### Required work
Lay out every line of the listing as a numbered list, leaving out any blank lines.

(Stored items)
= = = = =
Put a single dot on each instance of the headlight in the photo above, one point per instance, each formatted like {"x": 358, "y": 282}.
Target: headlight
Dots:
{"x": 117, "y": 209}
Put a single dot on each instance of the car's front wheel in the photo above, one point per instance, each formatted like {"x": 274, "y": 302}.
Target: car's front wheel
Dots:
= = = = =
### Answer to this exercise
1. Put a single dot on each instance of the headlight in the photo above, one point per instance, each formatted like {"x": 358, "y": 282}.
2. Target: headlight
3. Dots:
4. {"x": 117, "y": 209}
5. Put a single dot on each instance of the car's front wheel in the photo above, one point per instance, each formatted like {"x": 274, "y": 302}.
6. Target: car's front wheel
7. Dots:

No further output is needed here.